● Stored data

--- START ---

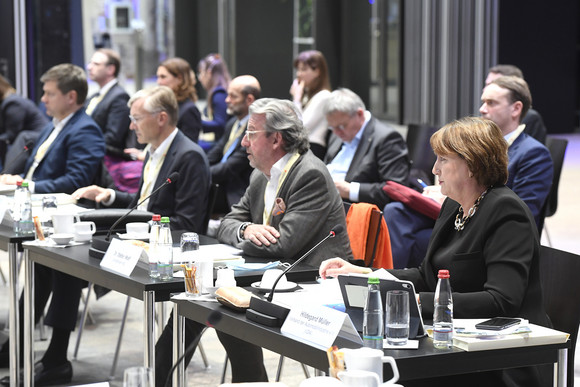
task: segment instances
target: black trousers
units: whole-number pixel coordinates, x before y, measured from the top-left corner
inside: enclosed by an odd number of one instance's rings
[[[219,325],[219,324],[218,324]],[[219,329],[219,326],[216,327]],[[185,366],[189,364],[195,348],[199,343],[205,325],[185,320]],[[262,348],[233,336],[217,331],[218,338],[224,346],[232,367],[232,382],[267,382],[268,376],[264,367]],[[169,318],[157,344],[155,345],[155,386],[166,385],[173,367],[173,316]],[[171,382],[167,384],[171,386]]]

--- END ---

● What to do
Only the records, copied exactly and without pictures, should make up the answer.

● Solved problem
task: segment instances
target: black trousers
units: whole-number pixel coordinates, x before y, measured from the top-left corner
inside: enclosed by an odd number of one instance's rings
[[[219,325],[219,324],[218,324]],[[219,329],[219,326],[216,327]],[[185,366],[189,364],[195,348],[199,343],[205,325],[185,320]],[[262,348],[233,336],[217,331],[218,338],[224,346],[232,367],[232,382],[267,382],[268,376],[264,367]],[[169,318],[157,344],[155,345],[155,386],[166,385],[173,367],[173,316]],[[171,382],[167,384],[171,386]]]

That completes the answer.